THE EXERCISE: Take the data below and repeat it exactly.

Records:

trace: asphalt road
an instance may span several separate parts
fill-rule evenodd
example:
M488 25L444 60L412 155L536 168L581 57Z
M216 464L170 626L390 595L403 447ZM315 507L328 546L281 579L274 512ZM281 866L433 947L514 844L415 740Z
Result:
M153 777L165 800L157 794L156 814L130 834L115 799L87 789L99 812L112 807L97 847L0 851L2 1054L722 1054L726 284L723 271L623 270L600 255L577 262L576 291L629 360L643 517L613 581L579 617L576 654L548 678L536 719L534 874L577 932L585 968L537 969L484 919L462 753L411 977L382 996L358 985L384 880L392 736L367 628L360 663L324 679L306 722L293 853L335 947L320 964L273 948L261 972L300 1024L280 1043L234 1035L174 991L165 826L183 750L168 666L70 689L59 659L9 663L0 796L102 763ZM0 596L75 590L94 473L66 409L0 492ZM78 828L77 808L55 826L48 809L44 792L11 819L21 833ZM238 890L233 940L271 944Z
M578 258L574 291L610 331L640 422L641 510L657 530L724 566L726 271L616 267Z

SOLVED PROBLEM:
trace: asphalt road
an instance may span several separate parts
fill-rule evenodd
example:
M488 25L444 60L412 155L536 168L581 57Z
M216 464L170 626L390 595L403 447ZM315 507L328 546L281 579L274 512ZM281 866L433 947L514 844L415 740Z
Result:
M153 777L165 800L157 794L156 814L130 834L115 799L87 789L99 812L112 807L97 847L0 851L2 1054L722 1054L726 284L723 271L623 270L600 255L577 262L576 291L629 360L643 517L613 581L579 617L576 654L548 678L536 719L534 874L577 932L585 968L537 969L484 919L462 753L411 977L382 996L358 985L384 880L392 736L367 628L360 663L324 679L306 722L293 853L335 947L320 964L273 948L261 972L300 1024L280 1043L234 1035L174 991L165 826L183 750L168 666L70 689L59 659L9 663L0 796L102 763ZM0 596L75 590L94 473L66 409L0 492ZM78 828L77 808L55 826L48 809L44 792L11 819L21 833ZM238 890L233 940L271 944Z
M578 258L574 291L610 331L640 422L641 510L657 530L724 566L726 271L616 267Z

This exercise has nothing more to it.